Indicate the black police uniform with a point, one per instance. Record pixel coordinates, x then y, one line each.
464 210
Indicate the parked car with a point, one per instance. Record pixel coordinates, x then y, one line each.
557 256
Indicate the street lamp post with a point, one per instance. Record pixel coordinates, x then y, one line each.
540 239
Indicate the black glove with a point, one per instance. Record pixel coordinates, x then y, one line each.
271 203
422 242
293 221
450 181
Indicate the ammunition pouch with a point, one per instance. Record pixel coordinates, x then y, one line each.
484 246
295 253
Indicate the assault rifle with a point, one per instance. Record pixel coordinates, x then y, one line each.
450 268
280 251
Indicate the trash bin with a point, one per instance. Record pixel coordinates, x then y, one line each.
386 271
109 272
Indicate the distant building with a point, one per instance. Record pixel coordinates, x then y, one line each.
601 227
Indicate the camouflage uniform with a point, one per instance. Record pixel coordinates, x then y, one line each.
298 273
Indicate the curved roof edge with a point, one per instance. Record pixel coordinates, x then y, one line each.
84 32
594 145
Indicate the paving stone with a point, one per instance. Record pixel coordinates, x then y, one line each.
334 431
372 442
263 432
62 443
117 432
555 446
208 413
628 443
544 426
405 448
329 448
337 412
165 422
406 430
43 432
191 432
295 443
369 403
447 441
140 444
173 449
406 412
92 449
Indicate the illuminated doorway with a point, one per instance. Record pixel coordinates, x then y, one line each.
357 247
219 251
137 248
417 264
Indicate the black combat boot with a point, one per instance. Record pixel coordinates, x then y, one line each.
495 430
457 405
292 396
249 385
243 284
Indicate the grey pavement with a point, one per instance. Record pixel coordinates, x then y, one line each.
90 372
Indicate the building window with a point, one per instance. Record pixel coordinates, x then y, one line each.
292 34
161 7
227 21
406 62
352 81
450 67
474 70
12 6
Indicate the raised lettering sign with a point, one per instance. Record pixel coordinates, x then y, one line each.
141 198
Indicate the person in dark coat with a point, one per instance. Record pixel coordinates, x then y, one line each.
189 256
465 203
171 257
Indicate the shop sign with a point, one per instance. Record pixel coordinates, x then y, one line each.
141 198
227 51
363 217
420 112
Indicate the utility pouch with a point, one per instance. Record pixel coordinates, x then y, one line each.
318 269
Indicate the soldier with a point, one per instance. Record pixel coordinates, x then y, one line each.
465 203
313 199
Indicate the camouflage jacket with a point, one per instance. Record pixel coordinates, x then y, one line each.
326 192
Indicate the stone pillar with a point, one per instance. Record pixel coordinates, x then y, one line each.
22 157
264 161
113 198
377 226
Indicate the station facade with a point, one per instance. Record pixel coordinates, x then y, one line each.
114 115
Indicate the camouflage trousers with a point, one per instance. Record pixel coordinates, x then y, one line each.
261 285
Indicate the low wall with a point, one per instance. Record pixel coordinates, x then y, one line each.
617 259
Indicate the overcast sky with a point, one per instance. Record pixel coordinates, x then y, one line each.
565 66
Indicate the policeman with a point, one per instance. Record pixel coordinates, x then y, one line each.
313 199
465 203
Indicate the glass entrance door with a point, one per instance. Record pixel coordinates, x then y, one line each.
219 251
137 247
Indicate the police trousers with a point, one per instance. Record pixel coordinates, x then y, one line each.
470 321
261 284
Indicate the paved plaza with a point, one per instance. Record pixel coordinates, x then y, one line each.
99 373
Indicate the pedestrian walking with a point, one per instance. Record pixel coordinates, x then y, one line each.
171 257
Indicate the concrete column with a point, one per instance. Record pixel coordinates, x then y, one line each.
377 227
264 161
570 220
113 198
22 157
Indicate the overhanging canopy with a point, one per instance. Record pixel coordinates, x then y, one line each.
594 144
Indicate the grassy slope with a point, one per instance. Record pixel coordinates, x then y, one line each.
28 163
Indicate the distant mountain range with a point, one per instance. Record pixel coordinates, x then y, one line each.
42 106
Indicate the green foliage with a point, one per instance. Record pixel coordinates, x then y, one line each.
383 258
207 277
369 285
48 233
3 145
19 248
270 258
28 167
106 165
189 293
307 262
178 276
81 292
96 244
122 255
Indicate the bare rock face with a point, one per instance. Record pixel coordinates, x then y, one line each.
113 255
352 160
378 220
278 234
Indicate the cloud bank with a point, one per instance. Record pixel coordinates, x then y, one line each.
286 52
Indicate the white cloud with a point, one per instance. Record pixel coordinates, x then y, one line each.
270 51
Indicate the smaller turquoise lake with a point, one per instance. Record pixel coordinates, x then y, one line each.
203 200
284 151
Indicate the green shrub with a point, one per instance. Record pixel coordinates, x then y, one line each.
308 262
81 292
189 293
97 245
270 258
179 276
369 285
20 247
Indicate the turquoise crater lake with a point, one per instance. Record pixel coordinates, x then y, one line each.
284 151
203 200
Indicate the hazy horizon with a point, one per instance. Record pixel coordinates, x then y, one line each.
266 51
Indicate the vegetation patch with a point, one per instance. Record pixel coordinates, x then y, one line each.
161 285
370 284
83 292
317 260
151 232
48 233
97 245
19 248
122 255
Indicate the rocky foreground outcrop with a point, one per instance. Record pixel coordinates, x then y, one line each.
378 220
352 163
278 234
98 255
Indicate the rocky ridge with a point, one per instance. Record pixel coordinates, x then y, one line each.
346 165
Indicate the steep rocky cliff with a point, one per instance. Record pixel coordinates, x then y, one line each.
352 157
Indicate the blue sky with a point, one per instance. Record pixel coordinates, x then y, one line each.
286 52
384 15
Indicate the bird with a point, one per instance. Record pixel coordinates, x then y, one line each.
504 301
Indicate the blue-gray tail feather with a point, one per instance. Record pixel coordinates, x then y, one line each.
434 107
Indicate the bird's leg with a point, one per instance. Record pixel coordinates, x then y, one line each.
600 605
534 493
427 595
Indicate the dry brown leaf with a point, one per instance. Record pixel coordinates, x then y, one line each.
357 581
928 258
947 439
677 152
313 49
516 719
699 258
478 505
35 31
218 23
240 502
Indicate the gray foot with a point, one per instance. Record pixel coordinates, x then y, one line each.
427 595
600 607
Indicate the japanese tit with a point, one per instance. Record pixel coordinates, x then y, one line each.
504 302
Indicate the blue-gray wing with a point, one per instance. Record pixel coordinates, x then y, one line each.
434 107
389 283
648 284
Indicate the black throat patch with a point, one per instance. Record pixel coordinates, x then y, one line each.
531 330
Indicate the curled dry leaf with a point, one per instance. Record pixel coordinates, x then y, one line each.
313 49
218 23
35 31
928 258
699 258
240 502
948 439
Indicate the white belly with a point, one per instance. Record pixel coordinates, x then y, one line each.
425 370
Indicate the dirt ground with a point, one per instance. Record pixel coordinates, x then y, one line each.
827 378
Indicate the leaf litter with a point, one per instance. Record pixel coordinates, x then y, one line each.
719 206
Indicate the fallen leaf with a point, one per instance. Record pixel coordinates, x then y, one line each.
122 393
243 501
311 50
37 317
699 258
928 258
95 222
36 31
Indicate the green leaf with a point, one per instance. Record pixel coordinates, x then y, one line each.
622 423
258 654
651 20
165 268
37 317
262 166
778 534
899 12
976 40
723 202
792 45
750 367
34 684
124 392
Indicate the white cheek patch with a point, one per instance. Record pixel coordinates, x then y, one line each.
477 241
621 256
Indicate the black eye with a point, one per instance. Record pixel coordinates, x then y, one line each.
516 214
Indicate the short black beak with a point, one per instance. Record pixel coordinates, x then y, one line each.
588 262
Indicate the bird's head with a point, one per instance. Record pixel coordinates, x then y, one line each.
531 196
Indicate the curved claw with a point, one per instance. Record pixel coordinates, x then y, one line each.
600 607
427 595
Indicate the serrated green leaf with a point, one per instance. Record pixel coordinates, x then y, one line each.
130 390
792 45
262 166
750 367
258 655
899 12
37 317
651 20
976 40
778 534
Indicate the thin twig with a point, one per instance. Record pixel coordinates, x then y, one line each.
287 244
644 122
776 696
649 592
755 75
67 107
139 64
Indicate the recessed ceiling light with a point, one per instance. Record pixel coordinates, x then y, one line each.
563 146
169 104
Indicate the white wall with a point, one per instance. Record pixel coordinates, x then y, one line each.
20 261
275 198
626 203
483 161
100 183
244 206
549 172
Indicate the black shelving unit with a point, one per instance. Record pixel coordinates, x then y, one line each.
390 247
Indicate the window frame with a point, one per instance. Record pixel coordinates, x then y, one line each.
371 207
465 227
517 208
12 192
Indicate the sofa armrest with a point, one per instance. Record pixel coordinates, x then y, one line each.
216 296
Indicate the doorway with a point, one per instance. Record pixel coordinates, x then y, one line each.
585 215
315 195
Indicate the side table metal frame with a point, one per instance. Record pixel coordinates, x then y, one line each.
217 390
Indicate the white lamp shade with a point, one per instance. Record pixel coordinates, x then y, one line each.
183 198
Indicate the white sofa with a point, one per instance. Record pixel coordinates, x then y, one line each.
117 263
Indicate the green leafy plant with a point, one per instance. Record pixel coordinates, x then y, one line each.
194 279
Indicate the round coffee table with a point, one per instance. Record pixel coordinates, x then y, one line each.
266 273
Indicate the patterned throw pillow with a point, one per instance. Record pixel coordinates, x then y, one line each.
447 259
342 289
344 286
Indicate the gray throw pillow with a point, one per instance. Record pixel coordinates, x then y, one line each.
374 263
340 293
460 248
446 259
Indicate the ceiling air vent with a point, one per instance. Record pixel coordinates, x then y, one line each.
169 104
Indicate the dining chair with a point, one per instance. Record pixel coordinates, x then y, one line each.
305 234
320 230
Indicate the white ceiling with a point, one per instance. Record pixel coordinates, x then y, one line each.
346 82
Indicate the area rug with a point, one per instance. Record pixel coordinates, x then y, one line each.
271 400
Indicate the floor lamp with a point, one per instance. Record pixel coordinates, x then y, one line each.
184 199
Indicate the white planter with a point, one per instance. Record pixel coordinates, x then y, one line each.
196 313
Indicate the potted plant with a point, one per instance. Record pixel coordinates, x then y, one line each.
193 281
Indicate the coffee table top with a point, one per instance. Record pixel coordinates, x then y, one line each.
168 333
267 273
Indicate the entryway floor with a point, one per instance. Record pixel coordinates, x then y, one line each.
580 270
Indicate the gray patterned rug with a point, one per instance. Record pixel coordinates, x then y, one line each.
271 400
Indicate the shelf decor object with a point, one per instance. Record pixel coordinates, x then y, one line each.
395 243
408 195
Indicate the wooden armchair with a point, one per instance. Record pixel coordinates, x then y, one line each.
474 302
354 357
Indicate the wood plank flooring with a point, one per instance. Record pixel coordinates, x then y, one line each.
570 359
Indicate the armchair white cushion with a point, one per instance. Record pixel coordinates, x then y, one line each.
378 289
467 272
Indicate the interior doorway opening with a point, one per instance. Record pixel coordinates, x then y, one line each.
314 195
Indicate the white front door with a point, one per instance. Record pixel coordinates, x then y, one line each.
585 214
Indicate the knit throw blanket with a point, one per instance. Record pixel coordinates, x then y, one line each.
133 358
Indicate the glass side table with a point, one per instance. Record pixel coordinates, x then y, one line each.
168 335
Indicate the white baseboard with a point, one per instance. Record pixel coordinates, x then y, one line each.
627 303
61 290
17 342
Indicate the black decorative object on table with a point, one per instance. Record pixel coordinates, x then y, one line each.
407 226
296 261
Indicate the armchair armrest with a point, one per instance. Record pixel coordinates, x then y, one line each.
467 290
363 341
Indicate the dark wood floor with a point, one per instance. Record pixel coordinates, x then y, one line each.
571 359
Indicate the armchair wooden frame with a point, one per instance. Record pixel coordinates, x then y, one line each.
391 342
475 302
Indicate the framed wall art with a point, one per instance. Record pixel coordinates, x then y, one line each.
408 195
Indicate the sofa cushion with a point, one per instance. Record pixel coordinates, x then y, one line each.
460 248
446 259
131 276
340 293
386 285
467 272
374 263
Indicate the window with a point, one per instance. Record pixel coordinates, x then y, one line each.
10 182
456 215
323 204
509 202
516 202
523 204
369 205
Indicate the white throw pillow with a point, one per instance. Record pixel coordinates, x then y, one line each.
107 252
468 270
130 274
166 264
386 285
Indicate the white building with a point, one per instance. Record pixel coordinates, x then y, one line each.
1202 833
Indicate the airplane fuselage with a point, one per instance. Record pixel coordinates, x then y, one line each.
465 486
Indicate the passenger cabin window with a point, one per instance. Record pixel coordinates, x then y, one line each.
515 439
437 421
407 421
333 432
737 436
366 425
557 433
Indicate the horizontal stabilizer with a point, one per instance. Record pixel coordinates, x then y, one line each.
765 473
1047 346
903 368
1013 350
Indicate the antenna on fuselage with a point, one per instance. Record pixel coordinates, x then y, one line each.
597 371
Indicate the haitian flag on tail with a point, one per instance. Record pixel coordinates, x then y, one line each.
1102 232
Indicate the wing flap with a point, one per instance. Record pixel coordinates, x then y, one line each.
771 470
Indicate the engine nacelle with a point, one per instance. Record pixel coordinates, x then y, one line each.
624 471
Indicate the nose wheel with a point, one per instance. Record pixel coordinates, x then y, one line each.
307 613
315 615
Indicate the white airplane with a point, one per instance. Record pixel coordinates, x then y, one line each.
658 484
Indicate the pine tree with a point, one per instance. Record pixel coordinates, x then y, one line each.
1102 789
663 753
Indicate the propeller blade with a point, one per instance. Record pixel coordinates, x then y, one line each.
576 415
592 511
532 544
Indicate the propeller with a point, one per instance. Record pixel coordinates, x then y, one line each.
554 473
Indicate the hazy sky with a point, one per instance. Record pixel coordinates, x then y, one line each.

+++

To be done: Starting with the line that contains "Indicate the nose", write out each line through the end of the listing, exactly as it appears, and include nothing else.

Reply:
Indicate the nose wheel with a point, one per instance. Record pixel coordinates, x then y, one line each.
307 613
315 615
Indicate the white airplane with a point, one per instance. Record pixel coordinates, x then y, one line each.
658 484
Indicate the pine tree with a point, one per instance. Record pixel coordinates, x then y, one line each.
1102 789
663 753
Indicate the propeller blade with a point, one per instance. Record pixel coordinates, x then y, one line each.
576 415
592 511
532 544
Indicate the propeller with a point, one per instance. Record pixel coordinates, x then y, one line each.
554 473
Indicate the hazy sky with a point, one per instance. Record pixel coordinates, x then y, one line each.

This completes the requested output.